**SELECTED TEXT:**
— Start —
[ofa-general] [PATCH] opensm: DOR (Dimension Order Routing) routing engine

Sasha Khapyorsky sashak at voltaire.com
Mon Oct 22 03:30:00 PDT 2007


From: Dale Purdy <purdy at sgi.com>

The Dimension Order Routing algorithm is based on the Min Hop
algorithm and so uses shortest paths.  Instead of spreading traffic
out across different paths with the same shortest distance, it chooses
among the available shortest paths based on an ordering of dimensions.
Each port must be consistently cabled to represent a hypercube
dimension or a mesh dimension.  Paths are grown from a destination
back to a source using the lowest dimension (port) of available paths
at each step.  This provides the ordering necessary to avoid deadlock.
When there are multiple links between any two switches, they still
represent only one dimension and traffic is balanced across them
unless port equalization is turned off.  In the case of hypercubes,
the same port must be used throughout the fabric to represent the
hypercube dimension and match on both ends of the cable.  In the case
of meshes, the dimension should consistently use the same pair of
ports, one port on one end of the cable, and the other port on the
other end, continuing along the mesh dimension.

Signed-off-by: Sasha Khapyorsky <sashak at voltaire.com>
---
 opensm/include/opensm/osm_switch.h |    4 ++++
 opensm/man/opensm.8                |   32 ++++++++++++++++++++++++++++++--
 opensm/opensm/main.c               |    2 +-
 opensm/opensm/osm_dump.c           |   11 ++++++++++-
 opensm/opensm/osm_opensm.c         |    1 +
 opensm/opensm/osm_switch.c         |   15 +++++++++++++++
 opensm/opensm/osm_ucast_mgr.c      |   10 ++++++++--
 7 files changed, 69 insertions(+), 6 deletions(-)

diff --git a/opensm/include/opensm/osm_switch.h b/opensm/include/opensm/osm_switch.h
index e294527..e2fe86d 100644
--- a/opensm/include/opensm/osm_switch.h
+++ b/opensm/include/opensm/osm_switch.h
@@ -958,6 +958,7 @@ osm_switch_recommend_path(IN const osm_switch_t * const p_sw,
 			  IN osm_port_t * p_port,
 			  IN const uint16_t lid_ho,
 			  IN const boolean_t ignore_existing,
+			  IN const boolean_t dor,
 			  IN OUT uint64_t * remote_sys_guids,
 			  IN OUT uint16_t * p_num_used_sys,
 			  IN OUT uint64_t * remote_node_guids,
@@ -980,6 +981,9 @@ osm_switch_recommend_path(IN const osm_switch_t * const p_sw,
 *		If false, the switch will choose an existing route if one
 *		exists, otherwise will choose the optimal route.
 *
+*	dor
+*		[in] If TRUE, Dimension Order Routing will be done.
+*
 *	remote_sys_guids
 *		[in out] The array of remote system guids already used to
 *		route the other lids of the same target port (if LMC > 0).
— End —
**MATERIAL PROVIDED:**
— Start —
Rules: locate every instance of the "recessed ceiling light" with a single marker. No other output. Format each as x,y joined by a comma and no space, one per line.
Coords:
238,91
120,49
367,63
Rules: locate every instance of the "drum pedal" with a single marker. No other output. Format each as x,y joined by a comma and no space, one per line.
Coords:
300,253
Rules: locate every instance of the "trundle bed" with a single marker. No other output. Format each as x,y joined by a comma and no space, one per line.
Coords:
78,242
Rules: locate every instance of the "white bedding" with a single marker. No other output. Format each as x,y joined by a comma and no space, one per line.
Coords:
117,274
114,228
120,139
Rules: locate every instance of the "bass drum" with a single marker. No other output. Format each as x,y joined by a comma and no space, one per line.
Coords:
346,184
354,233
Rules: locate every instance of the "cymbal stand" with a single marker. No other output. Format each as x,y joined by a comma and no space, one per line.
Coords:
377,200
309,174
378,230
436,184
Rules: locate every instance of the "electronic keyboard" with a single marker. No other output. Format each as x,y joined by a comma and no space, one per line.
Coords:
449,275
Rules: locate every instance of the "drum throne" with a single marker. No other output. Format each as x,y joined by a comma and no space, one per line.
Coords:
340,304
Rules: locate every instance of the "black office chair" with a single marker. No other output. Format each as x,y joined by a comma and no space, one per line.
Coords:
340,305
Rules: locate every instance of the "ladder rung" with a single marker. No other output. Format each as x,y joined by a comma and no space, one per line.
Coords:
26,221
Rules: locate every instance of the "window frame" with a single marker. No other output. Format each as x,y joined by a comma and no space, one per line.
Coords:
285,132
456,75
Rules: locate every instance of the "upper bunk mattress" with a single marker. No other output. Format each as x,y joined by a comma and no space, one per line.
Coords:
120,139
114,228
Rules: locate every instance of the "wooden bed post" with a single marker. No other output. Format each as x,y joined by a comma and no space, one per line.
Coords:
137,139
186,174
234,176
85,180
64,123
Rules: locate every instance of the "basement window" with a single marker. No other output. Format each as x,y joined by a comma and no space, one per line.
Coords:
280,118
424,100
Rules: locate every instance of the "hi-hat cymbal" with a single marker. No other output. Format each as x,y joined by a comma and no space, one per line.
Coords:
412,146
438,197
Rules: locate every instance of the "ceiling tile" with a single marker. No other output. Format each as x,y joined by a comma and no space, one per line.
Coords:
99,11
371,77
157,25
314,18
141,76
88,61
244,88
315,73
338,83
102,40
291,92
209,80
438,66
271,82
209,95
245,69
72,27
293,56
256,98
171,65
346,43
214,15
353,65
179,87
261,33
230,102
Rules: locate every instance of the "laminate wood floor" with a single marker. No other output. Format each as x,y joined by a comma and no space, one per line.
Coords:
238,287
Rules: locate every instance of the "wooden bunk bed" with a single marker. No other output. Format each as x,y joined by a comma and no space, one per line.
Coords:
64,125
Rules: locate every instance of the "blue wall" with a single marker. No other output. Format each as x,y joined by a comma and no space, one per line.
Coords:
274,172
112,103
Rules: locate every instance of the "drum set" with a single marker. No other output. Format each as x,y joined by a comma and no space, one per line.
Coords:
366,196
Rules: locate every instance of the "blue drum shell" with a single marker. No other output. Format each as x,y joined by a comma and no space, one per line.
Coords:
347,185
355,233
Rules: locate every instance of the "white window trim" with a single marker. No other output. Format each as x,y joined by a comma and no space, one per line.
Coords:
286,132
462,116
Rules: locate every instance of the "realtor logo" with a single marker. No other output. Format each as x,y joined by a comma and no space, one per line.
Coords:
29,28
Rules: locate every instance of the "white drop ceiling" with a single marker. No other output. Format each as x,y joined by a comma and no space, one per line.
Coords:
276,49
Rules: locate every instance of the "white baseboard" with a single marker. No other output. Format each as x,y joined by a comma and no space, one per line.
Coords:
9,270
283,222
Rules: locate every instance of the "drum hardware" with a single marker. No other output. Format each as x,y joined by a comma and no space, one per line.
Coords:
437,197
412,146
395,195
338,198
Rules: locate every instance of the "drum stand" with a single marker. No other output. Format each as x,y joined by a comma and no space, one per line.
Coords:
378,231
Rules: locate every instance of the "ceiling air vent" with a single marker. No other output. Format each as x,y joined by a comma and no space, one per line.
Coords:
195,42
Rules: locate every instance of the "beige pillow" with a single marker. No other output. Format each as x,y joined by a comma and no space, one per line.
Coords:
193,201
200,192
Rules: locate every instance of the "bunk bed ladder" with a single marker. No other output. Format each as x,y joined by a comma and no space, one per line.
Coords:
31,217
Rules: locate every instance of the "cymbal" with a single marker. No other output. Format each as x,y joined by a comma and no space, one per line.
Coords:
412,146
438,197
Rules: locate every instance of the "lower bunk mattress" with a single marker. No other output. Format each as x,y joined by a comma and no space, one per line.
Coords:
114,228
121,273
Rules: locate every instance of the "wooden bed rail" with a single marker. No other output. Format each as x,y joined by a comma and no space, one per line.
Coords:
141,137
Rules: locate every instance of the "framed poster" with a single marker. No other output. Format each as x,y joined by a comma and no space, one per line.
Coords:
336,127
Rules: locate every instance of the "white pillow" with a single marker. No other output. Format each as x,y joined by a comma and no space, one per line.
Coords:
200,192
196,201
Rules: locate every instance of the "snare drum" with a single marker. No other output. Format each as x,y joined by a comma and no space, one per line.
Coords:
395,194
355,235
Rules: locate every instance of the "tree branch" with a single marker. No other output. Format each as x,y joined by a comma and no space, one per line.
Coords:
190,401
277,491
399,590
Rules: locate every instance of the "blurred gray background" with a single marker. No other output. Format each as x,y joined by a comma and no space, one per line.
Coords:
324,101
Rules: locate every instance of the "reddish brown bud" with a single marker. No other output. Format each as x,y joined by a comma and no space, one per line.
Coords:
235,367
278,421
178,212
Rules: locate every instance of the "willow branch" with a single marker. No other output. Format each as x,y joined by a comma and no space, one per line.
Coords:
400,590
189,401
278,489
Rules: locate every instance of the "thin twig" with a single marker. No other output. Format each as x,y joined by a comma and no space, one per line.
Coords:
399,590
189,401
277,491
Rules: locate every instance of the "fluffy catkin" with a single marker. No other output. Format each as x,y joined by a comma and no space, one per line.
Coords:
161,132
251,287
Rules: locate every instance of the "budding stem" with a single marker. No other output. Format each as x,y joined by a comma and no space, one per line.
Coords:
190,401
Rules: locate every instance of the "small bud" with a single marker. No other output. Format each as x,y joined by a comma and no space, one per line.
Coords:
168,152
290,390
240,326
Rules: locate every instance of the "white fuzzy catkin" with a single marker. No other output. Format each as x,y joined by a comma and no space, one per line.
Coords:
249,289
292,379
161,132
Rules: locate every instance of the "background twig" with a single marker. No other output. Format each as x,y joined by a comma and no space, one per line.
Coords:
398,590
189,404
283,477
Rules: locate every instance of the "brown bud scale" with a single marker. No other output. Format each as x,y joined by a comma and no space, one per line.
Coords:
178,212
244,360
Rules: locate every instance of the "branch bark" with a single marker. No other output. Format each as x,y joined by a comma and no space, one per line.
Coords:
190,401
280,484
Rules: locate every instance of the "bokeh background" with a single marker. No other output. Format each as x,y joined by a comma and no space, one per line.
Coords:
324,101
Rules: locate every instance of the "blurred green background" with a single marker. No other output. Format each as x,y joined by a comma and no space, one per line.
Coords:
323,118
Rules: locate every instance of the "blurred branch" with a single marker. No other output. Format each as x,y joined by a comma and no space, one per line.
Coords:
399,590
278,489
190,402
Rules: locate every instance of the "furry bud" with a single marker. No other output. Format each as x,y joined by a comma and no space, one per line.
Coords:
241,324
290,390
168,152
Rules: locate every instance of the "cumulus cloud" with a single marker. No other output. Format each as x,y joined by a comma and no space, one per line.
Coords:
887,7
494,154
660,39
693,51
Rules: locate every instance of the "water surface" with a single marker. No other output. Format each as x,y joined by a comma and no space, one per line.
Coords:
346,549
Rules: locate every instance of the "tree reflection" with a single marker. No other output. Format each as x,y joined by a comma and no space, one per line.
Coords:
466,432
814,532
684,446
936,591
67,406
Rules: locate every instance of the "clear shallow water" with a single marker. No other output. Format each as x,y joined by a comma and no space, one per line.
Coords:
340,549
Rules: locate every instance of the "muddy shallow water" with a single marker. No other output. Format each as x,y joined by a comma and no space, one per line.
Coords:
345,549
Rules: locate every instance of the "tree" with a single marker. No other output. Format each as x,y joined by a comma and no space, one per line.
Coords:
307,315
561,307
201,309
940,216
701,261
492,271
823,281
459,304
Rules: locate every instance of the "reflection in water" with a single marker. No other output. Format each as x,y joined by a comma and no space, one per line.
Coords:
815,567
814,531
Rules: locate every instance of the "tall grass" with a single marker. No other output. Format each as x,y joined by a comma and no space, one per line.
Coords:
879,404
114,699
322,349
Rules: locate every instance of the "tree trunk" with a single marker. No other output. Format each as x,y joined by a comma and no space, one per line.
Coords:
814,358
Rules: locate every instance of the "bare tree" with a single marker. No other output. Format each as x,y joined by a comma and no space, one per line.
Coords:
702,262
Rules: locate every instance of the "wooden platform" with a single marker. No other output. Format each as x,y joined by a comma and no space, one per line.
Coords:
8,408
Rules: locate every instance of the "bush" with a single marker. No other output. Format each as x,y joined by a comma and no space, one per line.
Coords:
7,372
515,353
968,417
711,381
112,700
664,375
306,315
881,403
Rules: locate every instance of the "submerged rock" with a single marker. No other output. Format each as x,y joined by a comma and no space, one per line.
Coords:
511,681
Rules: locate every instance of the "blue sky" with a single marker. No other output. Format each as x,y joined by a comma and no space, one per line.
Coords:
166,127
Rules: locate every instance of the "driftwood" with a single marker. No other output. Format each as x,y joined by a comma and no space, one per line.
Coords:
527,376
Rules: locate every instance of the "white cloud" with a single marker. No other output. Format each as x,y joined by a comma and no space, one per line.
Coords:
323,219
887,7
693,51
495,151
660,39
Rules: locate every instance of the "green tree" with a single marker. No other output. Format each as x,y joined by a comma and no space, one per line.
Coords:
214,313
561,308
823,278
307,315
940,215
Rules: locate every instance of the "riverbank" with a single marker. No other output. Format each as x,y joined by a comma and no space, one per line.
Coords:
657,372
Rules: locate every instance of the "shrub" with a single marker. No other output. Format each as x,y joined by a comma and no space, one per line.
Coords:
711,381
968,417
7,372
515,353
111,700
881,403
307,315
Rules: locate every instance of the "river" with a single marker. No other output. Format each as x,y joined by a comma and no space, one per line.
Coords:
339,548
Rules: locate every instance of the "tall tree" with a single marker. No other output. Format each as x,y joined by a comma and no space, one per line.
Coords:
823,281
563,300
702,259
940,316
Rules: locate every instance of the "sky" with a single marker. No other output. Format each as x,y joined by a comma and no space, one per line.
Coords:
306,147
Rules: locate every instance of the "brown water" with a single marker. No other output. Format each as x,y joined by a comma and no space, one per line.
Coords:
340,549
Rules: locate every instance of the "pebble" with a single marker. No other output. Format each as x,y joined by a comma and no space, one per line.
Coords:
— End —
**REQUIRED WORK:**
1. In the DOR routing engine patch, what is chosen at each step as paths are grown from a destination back to a source?
2. Retype the section of the DOR routing engine patch starting at "From: Dale Purdy" and ending at "to avoid deadlock.".

**TASK RESPONSES:**
1. The lowest dimension (port) of the available paths is chosen at each step.

2.
From: Dale Purdy <purdy at sgi.com>

The Dimension Order Routing algorithm is based on the Min Hop
algorithm and so uses shortest paths.  Instead of spreading traffic
out across different paths with the same shortest distance, it chooses
among the available shortest paths based on an ordering of dimensions.
Each port must be consistently cabled to represent a hypercube
dimension or a mesh dimension.  Paths are grown from a destination
back to a source using the lowest dimension (port) of available paths
at each step.  This provides the ordering necessary to avoid deadlock.